Wie waren die Reaktionen in Ihrem Umfeld nach der Geburt von Olaf?
Das Umfeld – auch die Verwandtschaft¬ – war verunsichert. Konnte man zur Geburt eines behinderten Kindes gratulieren? Nach der Geburt von meinem ersten Sohn, Michael, haben alle Gäste gefragt, ob sie das Baby sehen können. Bei Olaf hat das fast keiner gefragt. Bis ich die Wiege in das Wohnzimmer gestellt habe. Ich habe beschlossen, jetzt müssen sie ihn sehen! Erst nach ca. 6 Monaten hat sich das Umfeld zu unserem Olaf normalisiert. Eine besonders schöne Reaktion gab es allerdings noch: Michael liebte seinen kleinen Bruder sofort!
Olaf wurde im Jahr 1975 geboren. Damals sahen die Betreuungs- und Entwicklungsmöglichkeiten für Kinder mit Behinderung noch anders aus. Können Sie dafür ein Beispiel geben?
Es gab im Raum Gießen keine Beratung für Kinder mit kognitiver Beeinträchtigung, die Literatur war defizitorientiert, der Kinderarzt hatte keine Erfahrung. Ich hatte versucht, mich zu informieren und dabei gelesen, dass Kinder mit Down-Syndrom möglichst früh eine Krankengymnastik bekommen sollten. Da meinte der Arzt: „Ja, wenn Sie meinen, dann schreib ich Ihnen das auf“, aber er wäre selbst nicht draufgekommen. Hat er dann aber brav immer wieder verschrieben. Weitere Empfehlungen hatte er nicht. Und die Eltern hielten sich auf dem Spielplatz auch aus Unsicherheit zurück.

DATEN ZUR PRÜFUNG:
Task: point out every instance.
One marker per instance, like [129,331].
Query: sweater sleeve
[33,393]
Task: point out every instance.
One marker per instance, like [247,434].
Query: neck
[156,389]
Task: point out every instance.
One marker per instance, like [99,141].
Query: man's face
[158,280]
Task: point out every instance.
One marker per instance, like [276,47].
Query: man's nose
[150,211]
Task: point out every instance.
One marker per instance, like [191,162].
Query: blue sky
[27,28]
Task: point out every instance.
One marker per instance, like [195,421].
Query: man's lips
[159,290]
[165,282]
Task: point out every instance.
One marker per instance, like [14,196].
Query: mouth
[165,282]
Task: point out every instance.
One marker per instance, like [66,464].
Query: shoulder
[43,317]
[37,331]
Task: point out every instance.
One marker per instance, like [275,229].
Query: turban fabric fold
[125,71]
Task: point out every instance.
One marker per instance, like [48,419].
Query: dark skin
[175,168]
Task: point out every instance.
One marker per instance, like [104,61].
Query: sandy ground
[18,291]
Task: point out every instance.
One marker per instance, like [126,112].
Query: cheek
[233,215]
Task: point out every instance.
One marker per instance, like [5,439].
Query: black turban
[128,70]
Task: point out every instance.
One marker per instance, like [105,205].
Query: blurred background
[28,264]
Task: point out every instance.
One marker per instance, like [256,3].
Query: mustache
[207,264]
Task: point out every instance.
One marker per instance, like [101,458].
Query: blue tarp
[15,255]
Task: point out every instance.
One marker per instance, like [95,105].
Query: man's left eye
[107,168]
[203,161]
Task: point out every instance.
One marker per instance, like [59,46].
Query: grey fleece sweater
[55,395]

IHRE AUFGABE: Geben Sie aus dem Interview über Olaf den Abschnitt von „Wie waren die“ bis „ein Beispiel geben?“ wortgetreu wieder.

ERGEBNIS FOLGT:
Wie waren die Reaktionen in Ihrem Umfeld nach der Geburt von Olaf?
Das Umfeld – auch die Verwandtschaft¬ – war verunsichert. Konnte man zur Geburt eines behinderten Kindes gratulieren? Nach der Geburt von meinem ersten Sohn, Michael, haben alle Gäste gefragt, ob sie das Baby sehen können. Bei Olaf hat das fast keiner gefragt. Bis ich die Wiege in das Wohnzimmer gestellt habe. Ich habe beschlossen, jetzt müssen sie ihn sehen! Erst nach ca. 6 Monaten hat sich das Umfeld zu unserem Olaf normalisiert. Eine besonders schöne Reaktion gab es allerdings noch: Michael liebte seinen kleinen Bruder sofort!
Olaf wurde im Jahr 1975 geboren. Damals sahen die Betreuungs- und Entwicklungsmöglichkeiten für Kinder mit Behinderung noch anders aus. Können Sie dafür ein Beispiel geben?